Answer these questions using the text on delivery driver insurance below.
1. Technically, what is delivery driver insurance?
2. What losses will most personal auto policies not cover?
3. If an insurer doesn't call it delivery driver insurance, what may it call it instead?

Selected text

--- START ---

Delivery driver insurance is a type of car insurance that protects you while working as a food delivery driver. Technically, delivery driver insurance is a rideshare endorsement that you add to a standard car insurance policy.

Most personal auto policies will not cover losses incurred while working. Therefore, delivery drivers need to get this supplemental insurance coverage because not having it could result in severe liability for the individual providing food delivery and their employer.

Proper delivery driver car insurance protects your vehicle and yourself against unforeseen incidents during work hours.

Who needs food delivery driver insurance?

Insurers know that many delivery drivers work for companies like Uber, Lyft, Grubhub and DoorDash.

Your insurer probably offers coverage for delivering passengers or food under an endorsement. If your insurer doesn’t call it delivery driver insurance, they may refer to it as rideshare insurance coverage. So, if you deliver food or folks, you must add the rideshare endorsement to your policy.

Do delivery drivers need special car insurance?

--- END ---

Records shown

--- START ---

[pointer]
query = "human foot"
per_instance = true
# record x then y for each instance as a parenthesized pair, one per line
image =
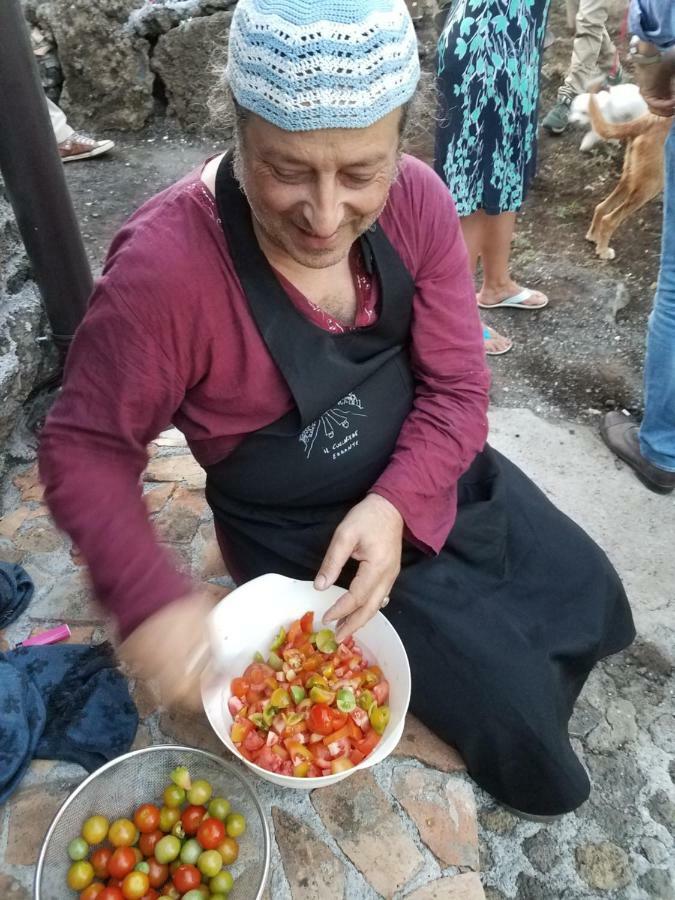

--- END ---

Output for this task
1. A rideshare endorsement that you add to a standard car insurance policy.
2. Losses incurred while working.
3. Rideshare insurance coverage.